• **Text passage**
Posted on 30 January 2010 by Sustainability Digest

by Jigar Shah, Founder SunEdison and CEO of the Carbon War Room

As wind come out at a robust 9.9GW in 2009, Solar at maybe 600MW, etc, it looks like the zero-emissions folks will again install a majority of incremental MWs. The balance is mostly natural gas a little bit of Coal. Getting this number of 100% by 2012 and then above 100% by 2015 will be critical to achieving emissions reductions in our electricity sector. So what are the barriers:

1) Project Finance — we have to acknowledge that the arms race that we have on the tax credit side has to be reversed. Natural gas, coal, wind, solar, etc will have to agree to eliminate their Federal Tax Credits. If we can take all fossil fuel credits a phase them out over a few years and allow the wind and solar credit to expire when they are due, project finance would get a lot easier and you could go offshore for the money.

[Saved entries]

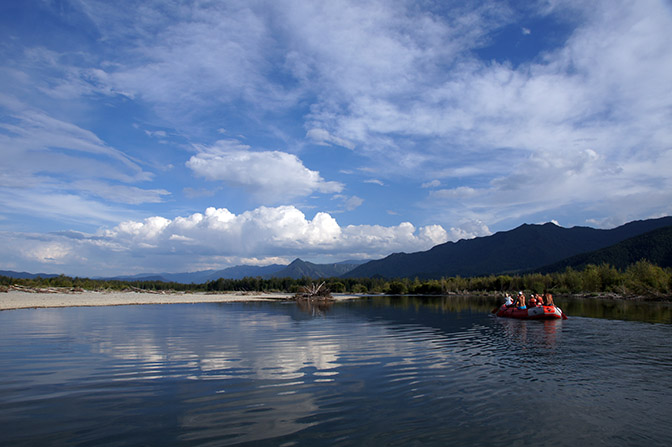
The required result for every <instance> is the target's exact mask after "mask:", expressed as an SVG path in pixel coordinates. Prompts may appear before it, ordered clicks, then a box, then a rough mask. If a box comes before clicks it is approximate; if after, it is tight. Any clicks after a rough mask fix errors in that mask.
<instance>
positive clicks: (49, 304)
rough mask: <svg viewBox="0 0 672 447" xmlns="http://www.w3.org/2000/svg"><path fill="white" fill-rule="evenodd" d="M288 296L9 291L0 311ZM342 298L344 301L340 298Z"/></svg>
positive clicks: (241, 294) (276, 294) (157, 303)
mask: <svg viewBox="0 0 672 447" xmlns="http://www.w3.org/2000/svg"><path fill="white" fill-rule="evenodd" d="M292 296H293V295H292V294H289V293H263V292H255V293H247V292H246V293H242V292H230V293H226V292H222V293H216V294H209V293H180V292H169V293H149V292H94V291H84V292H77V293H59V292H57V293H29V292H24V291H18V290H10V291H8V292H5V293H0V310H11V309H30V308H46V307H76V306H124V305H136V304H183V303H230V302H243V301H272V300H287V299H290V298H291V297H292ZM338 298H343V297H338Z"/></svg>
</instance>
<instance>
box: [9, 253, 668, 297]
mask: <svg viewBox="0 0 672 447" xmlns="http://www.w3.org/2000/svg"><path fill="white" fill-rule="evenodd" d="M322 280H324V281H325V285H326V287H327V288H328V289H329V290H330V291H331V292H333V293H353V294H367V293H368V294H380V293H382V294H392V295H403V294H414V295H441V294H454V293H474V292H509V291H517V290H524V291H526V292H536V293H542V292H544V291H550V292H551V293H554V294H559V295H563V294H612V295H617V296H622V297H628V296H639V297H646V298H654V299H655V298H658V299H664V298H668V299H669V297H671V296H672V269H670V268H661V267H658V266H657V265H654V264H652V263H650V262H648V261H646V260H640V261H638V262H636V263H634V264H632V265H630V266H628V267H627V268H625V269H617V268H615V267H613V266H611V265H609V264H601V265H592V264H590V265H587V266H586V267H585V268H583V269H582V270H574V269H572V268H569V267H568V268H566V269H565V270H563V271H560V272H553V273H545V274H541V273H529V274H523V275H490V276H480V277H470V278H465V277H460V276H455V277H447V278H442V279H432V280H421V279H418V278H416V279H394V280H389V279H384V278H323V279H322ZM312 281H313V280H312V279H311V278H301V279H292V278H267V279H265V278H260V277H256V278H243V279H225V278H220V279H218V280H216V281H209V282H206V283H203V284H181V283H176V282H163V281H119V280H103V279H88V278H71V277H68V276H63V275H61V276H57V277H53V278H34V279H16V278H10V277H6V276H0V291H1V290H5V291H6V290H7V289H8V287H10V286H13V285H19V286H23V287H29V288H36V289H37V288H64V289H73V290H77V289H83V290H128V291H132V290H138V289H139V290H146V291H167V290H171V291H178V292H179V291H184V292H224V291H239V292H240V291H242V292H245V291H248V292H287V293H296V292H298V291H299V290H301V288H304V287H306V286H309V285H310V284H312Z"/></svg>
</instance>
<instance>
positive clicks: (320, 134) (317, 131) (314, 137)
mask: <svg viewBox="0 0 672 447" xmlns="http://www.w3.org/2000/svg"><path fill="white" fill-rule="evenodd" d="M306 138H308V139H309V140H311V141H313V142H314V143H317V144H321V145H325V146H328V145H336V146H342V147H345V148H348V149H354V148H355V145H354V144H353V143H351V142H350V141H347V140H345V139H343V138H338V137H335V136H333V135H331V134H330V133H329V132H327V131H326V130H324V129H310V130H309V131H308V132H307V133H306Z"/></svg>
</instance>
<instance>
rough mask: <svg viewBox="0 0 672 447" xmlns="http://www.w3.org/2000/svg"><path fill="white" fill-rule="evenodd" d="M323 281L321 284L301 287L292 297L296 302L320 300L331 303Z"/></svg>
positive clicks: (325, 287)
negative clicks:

• **Exercise goal**
Carry on the post about barriers to zero-emissions electricity, starting right after its final sentence. The listing isn't needed here.

• **Result**
2) Respect — we are still looking to build new Nuclear, Coal, and other resources when we can show on paper that distributed energy combined with aggressive energy efficiency, smart grid, and storage can compete favorably while creating more jobs. This means that we need the DOE and other credible bodies to start publishing research in this area at an accelerating pace.
3) Liquidity support — many renewables projects can cost less than $10MM. For these project, efficient access to capital markets are difficult. Using a Fannie Mae like body to buy these projects under fixed rate of return formulas and selling them to Wall Street would help bring liquidity to the system
The technology is ready to meet the price points of the electricity industry, but integration and scaling takes a level of cooperation that we have here-to-for not seen. This can be done without more money from the Federal budget and at a cost that is less than new Coal, new Nuclear, and new Transmission.
Watching this play out will be fun. For more information this is a good report from Black and Veatch.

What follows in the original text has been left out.